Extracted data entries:
┄┄┄┄┄┄┄┄┄┄┄┄┄┄┄┄┄┄┄┄

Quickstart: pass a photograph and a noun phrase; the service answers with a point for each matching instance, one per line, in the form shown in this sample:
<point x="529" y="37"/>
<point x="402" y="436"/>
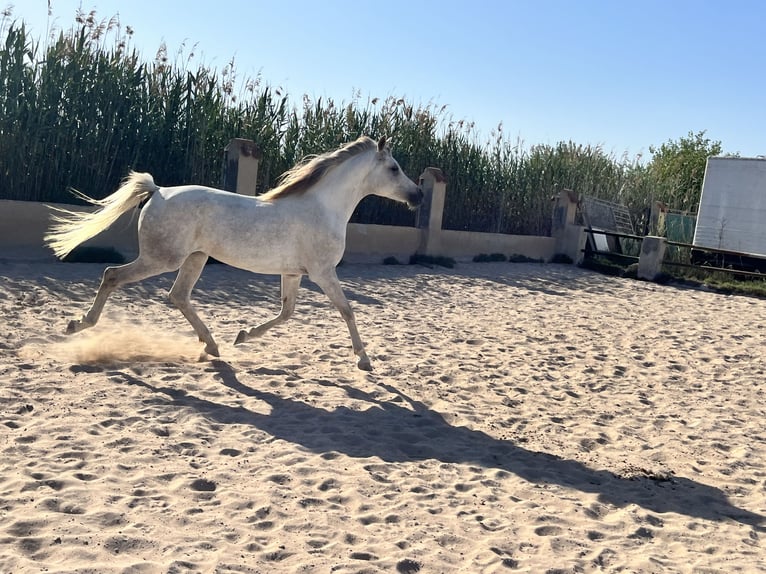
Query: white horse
<point x="296" y="229"/>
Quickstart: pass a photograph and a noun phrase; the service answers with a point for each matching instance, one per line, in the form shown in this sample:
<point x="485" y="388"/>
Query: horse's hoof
<point x="74" y="327"/>
<point x="364" y="364"/>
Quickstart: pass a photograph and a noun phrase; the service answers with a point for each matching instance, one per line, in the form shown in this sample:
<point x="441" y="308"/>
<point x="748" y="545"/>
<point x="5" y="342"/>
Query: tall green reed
<point x="84" y="108"/>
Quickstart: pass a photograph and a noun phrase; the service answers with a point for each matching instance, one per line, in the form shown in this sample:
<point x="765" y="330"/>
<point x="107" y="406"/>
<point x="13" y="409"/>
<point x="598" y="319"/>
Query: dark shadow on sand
<point x="405" y="431"/>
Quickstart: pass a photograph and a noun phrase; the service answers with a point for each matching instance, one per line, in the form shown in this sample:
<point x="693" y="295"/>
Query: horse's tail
<point x="70" y="228"/>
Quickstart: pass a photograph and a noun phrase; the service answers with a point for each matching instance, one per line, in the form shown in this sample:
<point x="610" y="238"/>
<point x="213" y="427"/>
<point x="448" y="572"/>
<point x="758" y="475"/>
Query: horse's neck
<point x="341" y="190"/>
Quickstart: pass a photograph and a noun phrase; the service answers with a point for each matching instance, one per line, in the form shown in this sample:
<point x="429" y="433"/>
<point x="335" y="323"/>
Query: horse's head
<point x="387" y="179"/>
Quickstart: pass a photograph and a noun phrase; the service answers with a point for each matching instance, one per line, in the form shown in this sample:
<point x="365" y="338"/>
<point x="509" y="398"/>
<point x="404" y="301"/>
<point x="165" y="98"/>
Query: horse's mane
<point x="312" y="168"/>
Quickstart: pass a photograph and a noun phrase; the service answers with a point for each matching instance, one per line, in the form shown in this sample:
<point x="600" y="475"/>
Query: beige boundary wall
<point x="23" y="225"/>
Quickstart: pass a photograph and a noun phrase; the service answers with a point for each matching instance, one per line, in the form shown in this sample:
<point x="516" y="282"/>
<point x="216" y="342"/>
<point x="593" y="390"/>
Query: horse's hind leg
<point x="330" y="285"/>
<point x="290" y="284"/>
<point x="179" y="296"/>
<point x="113" y="278"/>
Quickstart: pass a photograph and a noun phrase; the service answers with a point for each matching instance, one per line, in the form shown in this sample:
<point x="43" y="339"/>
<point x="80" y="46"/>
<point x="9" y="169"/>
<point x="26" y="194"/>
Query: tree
<point x="678" y="168"/>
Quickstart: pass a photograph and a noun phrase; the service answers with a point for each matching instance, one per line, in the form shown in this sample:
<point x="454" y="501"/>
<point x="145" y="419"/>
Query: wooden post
<point x="240" y="168"/>
<point x="433" y="183"/>
<point x="651" y="257"/>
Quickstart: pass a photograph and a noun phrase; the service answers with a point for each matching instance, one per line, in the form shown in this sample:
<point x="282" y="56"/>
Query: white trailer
<point x="732" y="211"/>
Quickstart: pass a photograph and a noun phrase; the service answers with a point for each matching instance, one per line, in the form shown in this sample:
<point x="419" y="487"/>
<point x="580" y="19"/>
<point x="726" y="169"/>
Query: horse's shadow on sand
<point x="405" y="430"/>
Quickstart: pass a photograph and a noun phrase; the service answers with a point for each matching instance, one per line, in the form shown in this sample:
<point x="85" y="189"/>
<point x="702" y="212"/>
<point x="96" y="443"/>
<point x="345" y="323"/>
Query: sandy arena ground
<point x="520" y="418"/>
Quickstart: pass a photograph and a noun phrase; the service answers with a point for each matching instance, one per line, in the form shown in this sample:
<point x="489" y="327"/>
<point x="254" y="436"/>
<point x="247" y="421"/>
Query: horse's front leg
<point x="290" y="284"/>
<point x="180" y="296"/>
<point x="329" y="284"/>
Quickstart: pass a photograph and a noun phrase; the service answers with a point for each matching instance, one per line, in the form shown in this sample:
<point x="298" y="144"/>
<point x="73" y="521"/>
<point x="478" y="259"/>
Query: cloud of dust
<point x="126" y="343"/>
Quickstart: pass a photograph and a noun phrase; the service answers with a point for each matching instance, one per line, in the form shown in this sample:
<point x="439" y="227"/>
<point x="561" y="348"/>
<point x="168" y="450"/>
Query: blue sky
<point x="621" y="75"/>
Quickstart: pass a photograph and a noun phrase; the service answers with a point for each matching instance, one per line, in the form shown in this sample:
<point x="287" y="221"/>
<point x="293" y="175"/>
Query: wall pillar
<point x="652" y="255"/>
<point x="570" y="238"/>
<point x="433" y="183"/>
<point x="240" y="166"/>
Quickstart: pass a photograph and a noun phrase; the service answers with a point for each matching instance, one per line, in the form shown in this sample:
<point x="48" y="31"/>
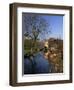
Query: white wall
<point x="4" y="46"/>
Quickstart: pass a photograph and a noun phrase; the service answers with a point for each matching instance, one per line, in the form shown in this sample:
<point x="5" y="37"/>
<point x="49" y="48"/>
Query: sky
<point x="56" y="25"/>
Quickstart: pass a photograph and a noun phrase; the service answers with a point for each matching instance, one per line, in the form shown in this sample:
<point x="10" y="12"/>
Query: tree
<point x="35" y="27"/>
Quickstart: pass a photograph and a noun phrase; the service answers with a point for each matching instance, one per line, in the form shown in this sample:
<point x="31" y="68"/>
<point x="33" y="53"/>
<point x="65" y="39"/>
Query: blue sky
<point x="56" y="25"/>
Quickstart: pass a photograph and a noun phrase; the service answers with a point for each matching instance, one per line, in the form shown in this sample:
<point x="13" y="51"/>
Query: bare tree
<point x="35" y="27"/>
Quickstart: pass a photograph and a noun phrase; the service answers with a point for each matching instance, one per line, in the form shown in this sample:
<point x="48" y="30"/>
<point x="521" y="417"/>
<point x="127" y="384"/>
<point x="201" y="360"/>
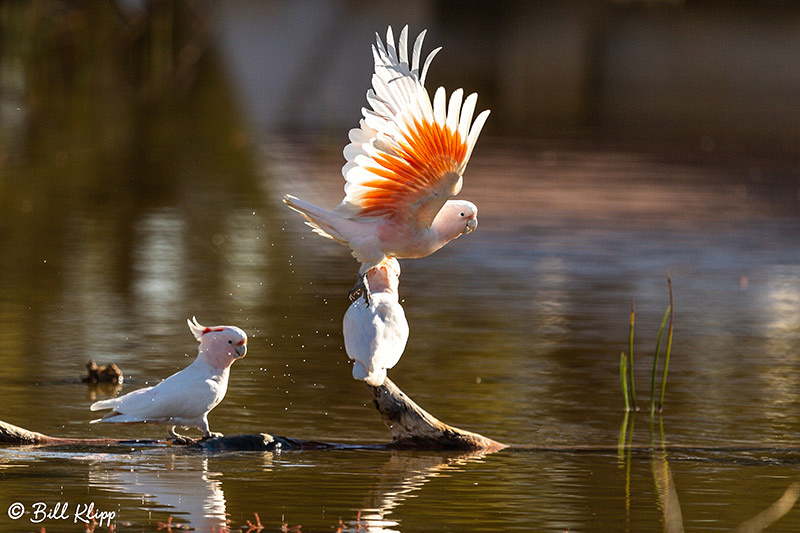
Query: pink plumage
<point x="186" y="397"/>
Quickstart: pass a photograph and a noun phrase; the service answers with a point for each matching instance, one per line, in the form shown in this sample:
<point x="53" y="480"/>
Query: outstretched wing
<point x="408" y="156"/>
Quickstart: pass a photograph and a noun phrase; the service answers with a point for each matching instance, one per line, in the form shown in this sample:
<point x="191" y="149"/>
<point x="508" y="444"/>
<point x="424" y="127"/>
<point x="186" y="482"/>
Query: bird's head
<point x="385" y="277"/>
<point x="220" y="346"/>
<point x="456" y="218"/>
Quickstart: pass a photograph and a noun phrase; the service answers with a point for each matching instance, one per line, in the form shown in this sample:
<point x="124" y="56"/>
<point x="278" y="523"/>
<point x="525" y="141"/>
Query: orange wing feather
<point x="428" y="155"/>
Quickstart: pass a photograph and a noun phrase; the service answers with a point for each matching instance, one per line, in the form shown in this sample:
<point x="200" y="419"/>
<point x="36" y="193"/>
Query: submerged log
<point x="411" y="427"/>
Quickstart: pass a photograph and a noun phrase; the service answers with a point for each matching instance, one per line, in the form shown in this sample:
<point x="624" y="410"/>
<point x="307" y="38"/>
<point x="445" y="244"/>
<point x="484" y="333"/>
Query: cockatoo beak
<point x="471" y="225"/>
<point x="241" y="351"/>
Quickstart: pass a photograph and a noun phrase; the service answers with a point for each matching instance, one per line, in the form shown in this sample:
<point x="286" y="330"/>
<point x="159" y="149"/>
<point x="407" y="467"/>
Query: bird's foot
<point x="360" y="288"/>
<point x="179" y="439"/>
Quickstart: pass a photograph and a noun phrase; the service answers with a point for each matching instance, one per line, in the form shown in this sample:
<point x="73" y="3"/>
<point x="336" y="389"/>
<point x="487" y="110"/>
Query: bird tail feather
<point x="321" y="220"/>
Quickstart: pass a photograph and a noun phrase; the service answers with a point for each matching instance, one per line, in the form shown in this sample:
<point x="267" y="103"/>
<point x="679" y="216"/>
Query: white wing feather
<point x="375" y="336"/>
<point x="402" y="125"/>
<point x="187" y="394"/>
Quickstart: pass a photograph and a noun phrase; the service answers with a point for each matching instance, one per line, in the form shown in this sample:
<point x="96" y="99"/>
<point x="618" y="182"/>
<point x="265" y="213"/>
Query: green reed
<point x="626" y="360"/>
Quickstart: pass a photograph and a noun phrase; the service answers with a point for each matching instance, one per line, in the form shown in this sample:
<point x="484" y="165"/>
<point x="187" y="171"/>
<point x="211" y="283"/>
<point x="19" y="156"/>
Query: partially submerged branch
<point x="411" y="427"/>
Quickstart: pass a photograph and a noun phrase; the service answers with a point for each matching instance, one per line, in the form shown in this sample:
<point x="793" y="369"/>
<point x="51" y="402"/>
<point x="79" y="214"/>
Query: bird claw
<point x="178" y="438"/>
<point x="360" y="288"/>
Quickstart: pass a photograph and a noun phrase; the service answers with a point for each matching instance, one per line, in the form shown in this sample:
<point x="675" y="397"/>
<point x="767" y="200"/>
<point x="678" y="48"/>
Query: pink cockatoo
<point x="186" y="397"/>
<point x="376" y="331"/>
<point x="404" y="163"/>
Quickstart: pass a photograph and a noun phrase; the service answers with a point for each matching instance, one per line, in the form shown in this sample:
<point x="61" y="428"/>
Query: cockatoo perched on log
<point x="375" y="332"/>
<point x="186" y="397"/>
<point x="404" y="163"/>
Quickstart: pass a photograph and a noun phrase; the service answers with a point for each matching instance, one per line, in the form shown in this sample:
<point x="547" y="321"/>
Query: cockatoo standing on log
<point x="404" y="163"/>
<point x="186" y="397"/>
<point x="375" y="332"/>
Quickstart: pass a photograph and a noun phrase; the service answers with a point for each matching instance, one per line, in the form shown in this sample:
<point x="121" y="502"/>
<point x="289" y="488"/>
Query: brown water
<point x="119" y="220"/>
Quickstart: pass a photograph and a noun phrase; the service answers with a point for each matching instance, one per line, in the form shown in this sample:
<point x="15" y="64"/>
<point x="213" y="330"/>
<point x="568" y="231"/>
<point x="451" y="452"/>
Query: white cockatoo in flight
<point x="376" y="332"/>
<point x="186" y="397"/>
<point x="404" y="163"/>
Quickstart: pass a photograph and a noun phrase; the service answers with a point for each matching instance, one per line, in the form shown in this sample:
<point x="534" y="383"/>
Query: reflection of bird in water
<point x="404" y="163"/>
<point x="375" y="333"/>
<point x="181" y="485"/>
<point x="400" y="478"/>
<point x="186" y="397"/>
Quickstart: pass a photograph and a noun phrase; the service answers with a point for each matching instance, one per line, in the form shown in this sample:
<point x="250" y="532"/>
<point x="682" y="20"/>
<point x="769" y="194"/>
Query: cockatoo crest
<point x="199" y="330"/>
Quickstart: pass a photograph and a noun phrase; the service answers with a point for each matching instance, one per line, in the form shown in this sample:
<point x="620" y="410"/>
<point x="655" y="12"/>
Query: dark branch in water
<point x="411" y="427"/>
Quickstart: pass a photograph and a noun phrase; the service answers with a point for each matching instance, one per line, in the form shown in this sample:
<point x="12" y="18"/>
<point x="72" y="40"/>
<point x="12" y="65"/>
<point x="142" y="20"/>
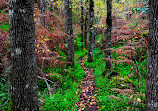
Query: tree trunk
<point x="82" y="24"/>
<point x="109" y="28"/>
<point x="152" y="69"/>
<point x="69" y="31"/>
<point x="86" y="25"/>
<point x="91" y="32"/>
<point x="43" y="9"/>
<point x="23" y="57"/>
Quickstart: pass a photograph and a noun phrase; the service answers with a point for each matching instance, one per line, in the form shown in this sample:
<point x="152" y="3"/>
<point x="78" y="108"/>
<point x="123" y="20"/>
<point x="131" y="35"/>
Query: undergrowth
<point x="105" y="98"/>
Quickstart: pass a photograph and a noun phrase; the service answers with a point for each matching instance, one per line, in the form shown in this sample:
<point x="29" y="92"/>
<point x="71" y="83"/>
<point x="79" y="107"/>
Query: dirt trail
<point x="87" y="97"/>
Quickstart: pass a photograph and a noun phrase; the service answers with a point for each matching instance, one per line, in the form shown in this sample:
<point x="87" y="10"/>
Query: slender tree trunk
<point x="43" y="9"/>
<point x="23" y="77"/>
<point x="91" y="32"/>
<point x="86" y="25"/>
<point x="109" y="28"/>
<point x="69" y="31"/>
<point x="152" y="69"/>
<point x="82" y="24"/>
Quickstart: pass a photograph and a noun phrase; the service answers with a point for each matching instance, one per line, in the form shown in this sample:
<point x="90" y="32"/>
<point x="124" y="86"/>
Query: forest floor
<point x="88" y="95"/>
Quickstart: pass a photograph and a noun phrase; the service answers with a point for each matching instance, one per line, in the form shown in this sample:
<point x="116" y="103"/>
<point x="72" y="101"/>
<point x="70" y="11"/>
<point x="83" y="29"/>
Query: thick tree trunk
<point x="91" y="32"/>
<point x="23" y="56"/>
<point x="43" y="9"/>
<point x="69" y="31"/>
<point x="82" y="24"/>
<point x="109" y="28"/>
<point x="152" y="69"/>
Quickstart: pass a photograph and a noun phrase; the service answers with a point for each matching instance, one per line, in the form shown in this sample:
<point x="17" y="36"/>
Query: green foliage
<point x="65" y="96"/>
<point x="4" y="95"/>
<point x="105" y="101"/>
<point x="4" y="27"/>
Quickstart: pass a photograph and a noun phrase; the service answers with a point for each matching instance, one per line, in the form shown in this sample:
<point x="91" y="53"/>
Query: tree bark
<point x="23" y="56"/>
<point x="91" y="32"/>
<point x="43" y="9"/>
<point x="152" y="69"/>
<point x="82" y="24"/>
<point x="109" y="28"/>
<point x="86" y="25"/>
<point x="69" y="31"/>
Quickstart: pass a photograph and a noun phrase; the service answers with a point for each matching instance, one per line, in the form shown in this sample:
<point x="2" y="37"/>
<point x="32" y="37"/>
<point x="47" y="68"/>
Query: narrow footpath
<point x="87" y="97"/>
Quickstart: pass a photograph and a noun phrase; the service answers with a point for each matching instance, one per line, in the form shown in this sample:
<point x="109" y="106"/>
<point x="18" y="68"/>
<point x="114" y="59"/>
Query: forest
<point x="78" y="55"/>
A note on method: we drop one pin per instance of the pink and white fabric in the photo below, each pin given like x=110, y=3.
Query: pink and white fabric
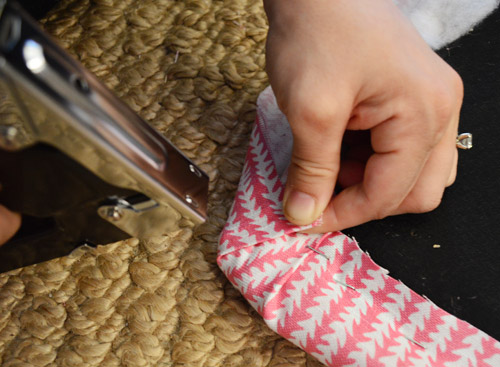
x=322, y=292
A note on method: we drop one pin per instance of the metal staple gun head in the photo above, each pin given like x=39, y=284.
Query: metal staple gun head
x=78, y=163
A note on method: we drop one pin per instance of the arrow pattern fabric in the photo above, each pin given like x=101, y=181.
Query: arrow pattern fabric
x=322, y=292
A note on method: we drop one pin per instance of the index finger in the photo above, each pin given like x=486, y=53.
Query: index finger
x=390, y=174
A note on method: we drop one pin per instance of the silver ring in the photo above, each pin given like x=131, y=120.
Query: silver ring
x=464, y=141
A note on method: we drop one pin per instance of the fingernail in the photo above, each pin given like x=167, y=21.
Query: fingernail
x=300, y=207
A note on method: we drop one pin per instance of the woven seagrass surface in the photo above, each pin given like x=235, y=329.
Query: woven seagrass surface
x=193, y=69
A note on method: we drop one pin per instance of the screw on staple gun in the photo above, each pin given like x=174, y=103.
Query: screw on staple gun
x=78, y=163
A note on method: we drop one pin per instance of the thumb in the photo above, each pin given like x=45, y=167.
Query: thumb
x=315, y=162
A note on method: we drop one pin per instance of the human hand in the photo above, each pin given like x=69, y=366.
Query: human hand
x=360, y=65
x=9, y=224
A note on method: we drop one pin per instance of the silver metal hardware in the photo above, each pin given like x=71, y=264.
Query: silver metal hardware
x=139, y=216
x=191, y=201
x=464, y=141
x=195, y=170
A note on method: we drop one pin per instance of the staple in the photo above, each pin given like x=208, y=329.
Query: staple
x=414, y=341
x=318, y=252
x=345, y=284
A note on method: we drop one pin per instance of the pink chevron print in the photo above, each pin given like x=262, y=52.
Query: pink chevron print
x=322, y=292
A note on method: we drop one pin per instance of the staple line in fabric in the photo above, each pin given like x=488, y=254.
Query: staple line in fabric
x=192, y=69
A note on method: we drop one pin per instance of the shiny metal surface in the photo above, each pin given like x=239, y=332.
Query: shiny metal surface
x=52, y=99
x=464, y=141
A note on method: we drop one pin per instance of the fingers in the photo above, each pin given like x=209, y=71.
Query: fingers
x=9, y=224
x=318, y=126
x=389, y=177
x=438, y=173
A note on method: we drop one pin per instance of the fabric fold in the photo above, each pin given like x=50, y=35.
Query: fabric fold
x=322, y=292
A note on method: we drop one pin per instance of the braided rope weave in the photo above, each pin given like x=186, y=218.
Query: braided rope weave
x=193, y=69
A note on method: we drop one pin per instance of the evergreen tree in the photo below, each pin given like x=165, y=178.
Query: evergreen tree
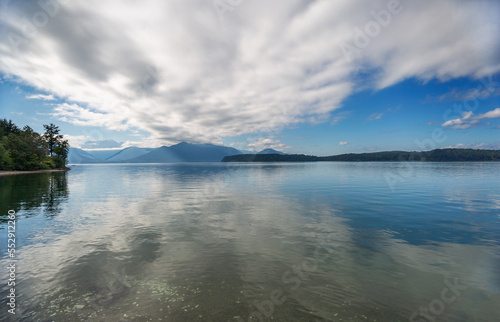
x=52, y=136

┄┄┄┄┄┄┄┄┄┄┄┄┄┄┄┄┄┄┄┄

To do:
Scan the entries above for the string "below" and copy each line containing it.

Written solution:
A note on method: we drop one pin per instance of the pink and white fabric in the photo below, each pin given like x=110, y=3.
A note on method: we drop one pin per instance of the evergreen tree in the photo below, each pin given like x=165, y=178.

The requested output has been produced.